**Quoted passage**
—————

In this work, only 3D rigid-body translation of the lesion was considered. For end-expiratory segments, this assumption holds well due to the limited amount of motion, both within each segment and between segments acquired at different respiratory cycles. In some cases, it may be desirable to include data from other respiratory phases as well, as this will further increase the temporal resolution of the lesion signal. Including both end-expiratory and end-inspiratory segments, for example, will increase the temporal resolution by a factor of 2. Including data from different respiratory phases in the voxel-based perfusion analysis, however, may require the correction of other types of motion, such as rotation and/or non-rigid deformation. Rotational motion correction using both autofocusing (41,42) and the correlation measure (28,29) has been previously demonstrated and may be adapted for radial acquisition. It may also be possible to extend the non-rigid motion correction technique previously developed for Cartesian imaging (43) to radial imaging.

For the intersegment motion correction using cross-correlation, a postcontrast image was used as the reference. This was found to be effective in the six cases we investigated, and no significant motion estimation error was observed during the DCE-MRI acquisition period. However, the method may not be as successful in some cases, e.g., when the relative contrast between a lesion and its background reverses during contrast enhancement. One possible improvement to the cross-correlation strategy would be to use a moving reference to account for the changes in contrast. Another possible approach is an iterative model-based approach (44), where the reference image is modified for each time point, according to the derived perfusion parameters. It is also possible to further register the T₁ map with DCE-MRI images to account for possible bulk patient motion between the two procedures. Because the flip angles used for T₁ mapping and DCE-MRI are different (3° and 10° vs. 30°), one potentially would need to account for the differences in resulting image contrast prior to registration.

—————

**Entries provided**
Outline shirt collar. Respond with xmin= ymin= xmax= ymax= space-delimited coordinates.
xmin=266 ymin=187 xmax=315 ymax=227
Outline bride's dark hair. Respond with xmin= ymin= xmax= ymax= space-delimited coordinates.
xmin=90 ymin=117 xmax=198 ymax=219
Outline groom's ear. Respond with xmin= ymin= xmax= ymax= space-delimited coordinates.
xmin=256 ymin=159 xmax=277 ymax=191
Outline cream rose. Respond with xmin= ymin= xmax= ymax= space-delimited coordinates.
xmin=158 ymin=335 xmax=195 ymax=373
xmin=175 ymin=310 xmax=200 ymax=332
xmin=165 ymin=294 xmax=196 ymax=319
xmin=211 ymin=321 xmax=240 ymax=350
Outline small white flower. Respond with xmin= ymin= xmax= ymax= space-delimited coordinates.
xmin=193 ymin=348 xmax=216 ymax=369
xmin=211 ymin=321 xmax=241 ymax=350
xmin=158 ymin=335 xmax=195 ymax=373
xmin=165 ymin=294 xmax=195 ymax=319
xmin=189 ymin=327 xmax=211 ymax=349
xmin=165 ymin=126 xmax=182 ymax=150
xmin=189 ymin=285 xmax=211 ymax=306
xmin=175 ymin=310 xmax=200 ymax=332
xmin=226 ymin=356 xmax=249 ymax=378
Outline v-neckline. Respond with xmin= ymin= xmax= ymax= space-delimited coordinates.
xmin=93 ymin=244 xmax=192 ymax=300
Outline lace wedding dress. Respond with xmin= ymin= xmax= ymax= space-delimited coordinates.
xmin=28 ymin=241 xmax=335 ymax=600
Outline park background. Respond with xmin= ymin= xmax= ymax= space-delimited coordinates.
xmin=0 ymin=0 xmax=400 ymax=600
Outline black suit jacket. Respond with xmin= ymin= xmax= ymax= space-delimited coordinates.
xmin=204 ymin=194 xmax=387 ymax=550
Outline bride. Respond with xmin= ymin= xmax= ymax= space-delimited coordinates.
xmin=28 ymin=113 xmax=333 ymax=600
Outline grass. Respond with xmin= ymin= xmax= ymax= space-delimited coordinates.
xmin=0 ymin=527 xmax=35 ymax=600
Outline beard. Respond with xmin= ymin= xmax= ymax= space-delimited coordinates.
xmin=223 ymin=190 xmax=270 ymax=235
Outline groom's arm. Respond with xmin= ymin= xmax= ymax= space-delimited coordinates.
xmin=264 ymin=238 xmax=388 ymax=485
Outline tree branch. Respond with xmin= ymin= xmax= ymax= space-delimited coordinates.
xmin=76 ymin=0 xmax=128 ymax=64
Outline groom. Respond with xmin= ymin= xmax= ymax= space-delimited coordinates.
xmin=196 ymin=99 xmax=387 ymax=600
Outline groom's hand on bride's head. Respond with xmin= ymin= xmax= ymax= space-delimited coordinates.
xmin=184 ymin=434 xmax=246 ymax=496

—————

**Actions to take**
[a] According to the motion-correction passage, why does the assumption of 3D rigid-body translation hold well for end-expiratory segments? Answer in one to three sentences.
[b] Which flip angles does the motion-correction passage give, and which procedure does each belong to?
[c] Carry on the motion-correction passage from its final sentence.
The items come from a different source than the motion-correction passage.

**Task responses**
[a] The assumption holds well because end-expiratory segments involve only a limited amount of motion. This is true both within each segment and between segments acquired at different respiratory cycles.

[b]
- 3° (T₁ mapping)
- 10° (T₁ mapping)
- 30° (DCE-MRI)

[c]
The proposed method as implemented in this initial work requires some operator input, and we are currently investigating means to automate some of these steps. For example, in selecting the coil from which to obtain the self-gating signal, the coil with the largest signal magnitude around the respiratory frequency could be automatically selected. For automatic selection of PCA components, spatial features contained in the component images and the frequency content of the component time series potentially could be utilized to select those that contribute to the lesion.

CONCLUSIONS

The challenge facing DCE-MRI in the abdominal and chest region is to overcome respiratory motion while maintaining sufficient spatial and temporal resolution. It is shown in this work that a 3D golden-angle radial acquisition provides unique advantages to meet these needs. Inherent oversampling of the central k-space region not only enables high temporal resolution for sampling the AIF, but also provides a self-gating signal for lesion motion compensation. When combined with the reconstruction flexibility provided by golden-angle strategy, a set of end-expiratory images can be generated that contain minimal motion. Residual intrasegment and intersegment tumor motion can be further corrected by radial autofocusing and regional image correlation. Subsequent processing of the motion-compensated undersampled data sets with KWIC or PCA reduces streaking and noise without sacrificing spatial and temporal resolution. The same golden-angle radial acquisition and reconstruction strategy also allows for free-breathing native T₁ mapping. The in vivo patient results presented in this work clearly demonstrate the feasibility of the proposed technique for computing voxel-based perfusion parameter maps in lesions located in regions severely affected by respiratory motion.